*** EXTRACTED DATA Section Begins ***

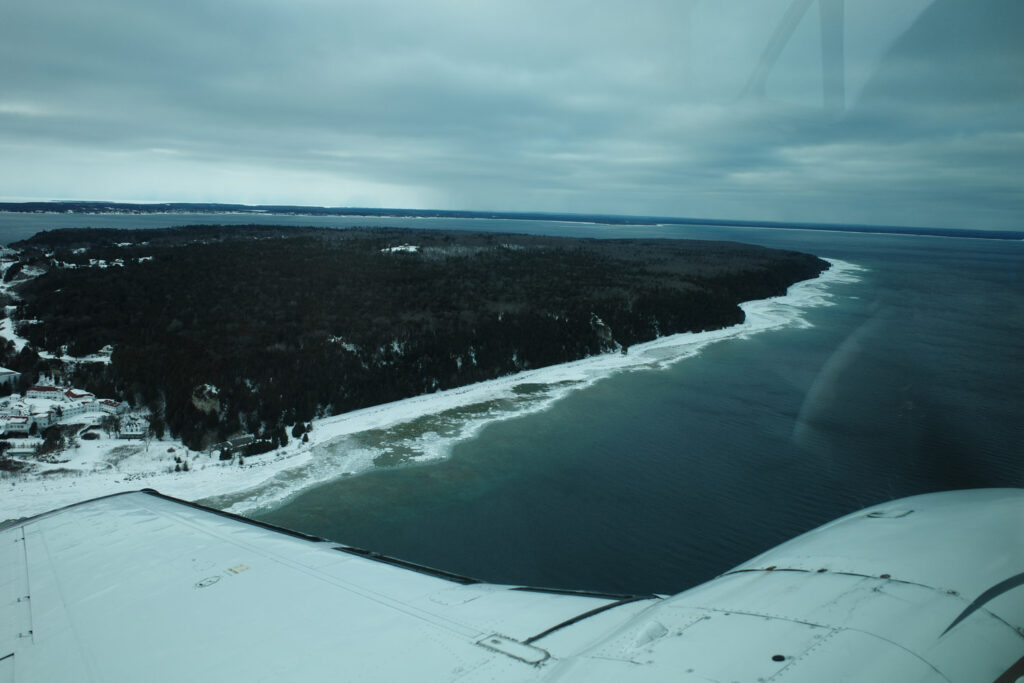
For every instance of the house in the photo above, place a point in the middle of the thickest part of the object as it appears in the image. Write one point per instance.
(49, 392)
(78, 394)
(16, 424)
(8, 376)
(133, 427)
(112, 407)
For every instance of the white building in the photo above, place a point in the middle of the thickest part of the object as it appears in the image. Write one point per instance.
(48, 392)
(8, 376)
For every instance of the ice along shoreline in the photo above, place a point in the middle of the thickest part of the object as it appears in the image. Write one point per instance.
(419, 429)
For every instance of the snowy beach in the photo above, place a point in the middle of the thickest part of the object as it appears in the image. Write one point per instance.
(417, 429)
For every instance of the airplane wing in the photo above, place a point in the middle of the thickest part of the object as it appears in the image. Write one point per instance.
(144, 587)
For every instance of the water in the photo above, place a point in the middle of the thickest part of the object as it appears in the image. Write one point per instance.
(656, 479)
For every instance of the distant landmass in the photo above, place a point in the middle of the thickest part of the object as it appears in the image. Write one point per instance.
(84, 207)
(225, 330)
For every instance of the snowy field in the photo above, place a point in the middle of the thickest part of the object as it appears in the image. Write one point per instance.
(426, 426)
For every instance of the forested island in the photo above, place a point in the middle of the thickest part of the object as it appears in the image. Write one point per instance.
(228, 330)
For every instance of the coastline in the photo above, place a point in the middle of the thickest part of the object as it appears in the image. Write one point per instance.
(427, 426)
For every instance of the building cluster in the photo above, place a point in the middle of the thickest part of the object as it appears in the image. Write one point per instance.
(44, 406)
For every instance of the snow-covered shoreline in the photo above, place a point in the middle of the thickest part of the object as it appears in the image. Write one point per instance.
(272, 477)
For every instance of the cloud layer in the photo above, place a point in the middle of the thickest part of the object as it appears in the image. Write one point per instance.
(578, 105)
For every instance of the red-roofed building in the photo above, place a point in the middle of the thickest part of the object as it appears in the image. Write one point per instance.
(53, 393)
(112, 407)
(78, 394)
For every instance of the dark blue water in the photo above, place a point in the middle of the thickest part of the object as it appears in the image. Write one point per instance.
(652, 481)
(657, 480)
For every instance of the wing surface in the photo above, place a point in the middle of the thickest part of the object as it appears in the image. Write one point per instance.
(142, 586)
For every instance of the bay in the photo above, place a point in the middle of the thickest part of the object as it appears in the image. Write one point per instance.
(654, 480)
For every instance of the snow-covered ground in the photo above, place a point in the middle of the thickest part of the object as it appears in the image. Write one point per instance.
(108, 466)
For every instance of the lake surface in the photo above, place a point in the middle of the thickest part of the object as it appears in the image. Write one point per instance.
(654, 480)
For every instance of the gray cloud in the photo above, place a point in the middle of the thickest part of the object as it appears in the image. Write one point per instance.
(578, 105)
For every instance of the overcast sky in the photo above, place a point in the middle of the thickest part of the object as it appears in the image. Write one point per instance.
(656, 108)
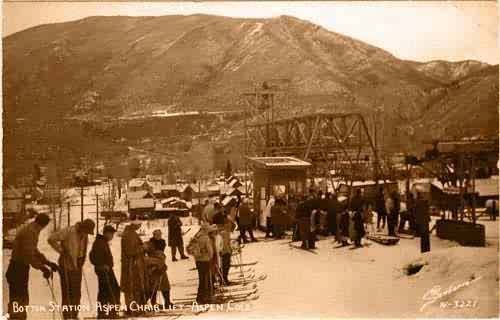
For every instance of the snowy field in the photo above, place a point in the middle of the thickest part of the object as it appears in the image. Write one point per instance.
(332, 282)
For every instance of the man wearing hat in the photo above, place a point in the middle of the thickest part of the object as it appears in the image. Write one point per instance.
(25, 254)
(133, 268)
(71, 243)
(102, 259)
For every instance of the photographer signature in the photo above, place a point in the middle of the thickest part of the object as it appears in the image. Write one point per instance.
(436, 293)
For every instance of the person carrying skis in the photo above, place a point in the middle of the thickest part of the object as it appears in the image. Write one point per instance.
(71, 244)
(133, 270)
(101, 257)
(25, 253)
(200, 247)
(380, 208)
(225, 231)
(357, 206)
(156, 269)
(175, 241)
(246, 220)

*** EXTRACTED DATA Section Ends ***

**WORK ITEM**
Restate the data word for word while omitting each picture.

**SOLUTION BELOW**
For every instance of the house in the photo above, place a point in the middle of the thickest part of the object as it appears in the image. Write one point per instance.
(49, 392)
(78, 394)
(16, 424)
(8, 376)
(133, 427)
(112, 407)
For every instance of the white building in the photo above, place a point in the middle of the thickest part of the object as it appears in the image. Write one point per instance.
(48, 392)
(8, 376)
For every instance of the ice along shoreline in the photo above, place a point in the middle of the thickest part of the object as it appears in the image. Write one point per instance.
(419, 429)
For every instance of the snowy beach in the photo above, place a point in the middle of the thickest part of the object as it appears in the image. Write one point per instance.
(417, 429)
For every instance of the airplane wing in the photo above, place a point in the middle of the thickest part of the object as it appears in the image. Write one point per instance.
(144, 587)
For every instance of the water in the photo above, place a point in the middle of the thickest part of the object as it appears in the image. Write one point per instance.
(656, 479)
For every instance of the distant landmass in the photo above, place a point in the middle of the thickest part of the object as it appears in the image. Write one point per instance.
(84, 207)
(225, 330)
For every instance of the snowy field in the photo above, place a point in the middle of the thickest part of the object as it appears in the image. Write one point per instance.
(426, 426)
For every instance of the forested island in the photo above, place a point in the middle of the thickest part of the object as it appears in the image. Write one point per instance.
(228, 330)
For every instance of the coastline in the photo above, place a point in the middle of the thickest part of the object as it appears in the image. Write one point per instance.
(427, 426)
For every instance of the building cluster in the photo above, place a point in the middle of the thickest part of the object as it appears in the image. Write one point per instance.
(44, 406)
For every instance of the snow-covered shoreline in the photo above, place a point in the middle of the thickest part of the object as it appears in the image. Write one point per instance.
(272, 477)
For every instance of the cloud layer in the photo above, place a point in the middle of the thickest part of the object as it appears in the image. Write one point per instance.
(578, 105)
For every instance of the red-roofed building in the photo above, place a point in the middle of the thickest part of the object as it appears in the image. Write one point per instance.
(53, 393)
(112, 407)
(78, 394)
For every instance of the dark blue water in the photo above, place a point in the middle of the thickest part of the object as it appears in the image. Write one point per instance.
(652, 481)
(657, 480)
For every instance of the wing surface in the photo above, place a point in the middle of the thickest part of the object as it appears in the image. Write one point per instance.
(142, 586)
For every instance of the bay in the photo above, place a point in the middle of the thickest part of the object as it appears in the image. Write one point per instance.
(654, 480)
For every instance of the snow-covered ground in the photo above, place a point in the middle of the thickest part of the object as it appears in the image. Write one point per instance.
(108, 466)
For every instance of the lake surface in the photo above, place a point in the middle of the thickest part of the object as it appears in the image. Write one point per instance.
(654, 480)
For every instance of the gray cloud in the photo above, place a point in the middle of the thickest part of the object as it appears in the image. Write one point per instance.
(578, 105)
For every instance of the overcast sky in the photo above, place a point in the middle of the thickest part of the object as it appears in the image. Write one point per instance.
(656, 108)
For every instance of the snowy field in the photo above, place a point in the middle of the thickest part of the object as it appears in the image. Write one point per instance.
(332, 282)
For every instance of the man wearing hat in the photo above, place a point in the middle of the thickest part of the object as it appears in the image. Write one point per instance.
(25, 254)
(133, 268)
(71, 243)
(102, 259)
For every instance of the photographer signature in the photo above, place a point in the middle of the thickest part of the object as it appears in the image. Write one point per instance.
(436, 293)
For every instance of the person carrying skis in the photo above, place a point in the middle of the thickest part of the object as it appears in the image. Write one point per instance.
(71, 244)
(133, 270)
(101, 257)
(25, 253)
(200, 247)
(380, 208)
(225, 231)
(357, 206)
(156, 269)
(175, 241)
(246, 220)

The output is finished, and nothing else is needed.